| DIRECTION |
Reproduce, character for character, the part of the items below that opens with the line containing "In this practice step, locate the row" and continues through the end of the items.

##### DATASET RECORDS

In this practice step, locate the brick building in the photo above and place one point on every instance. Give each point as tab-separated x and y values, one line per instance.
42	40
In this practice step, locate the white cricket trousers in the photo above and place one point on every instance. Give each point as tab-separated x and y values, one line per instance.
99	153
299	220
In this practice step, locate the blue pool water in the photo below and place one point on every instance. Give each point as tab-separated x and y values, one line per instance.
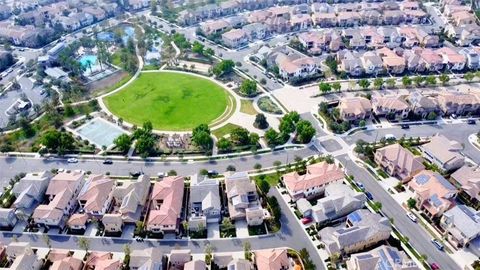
84	60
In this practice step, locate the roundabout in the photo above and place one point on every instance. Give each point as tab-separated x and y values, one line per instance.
172	101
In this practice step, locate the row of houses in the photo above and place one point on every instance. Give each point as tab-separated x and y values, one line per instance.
355	109
70	199
21	256
330	40
433	193
415	60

##########

| ANSWER TO THE TASK |
In this practice step, locate the row of houses in the photo above and place one point on every instance. Give each point as tab-separated x and y values, one line per instance.
355	109
70	199
21	256
330	40
433	193
415	60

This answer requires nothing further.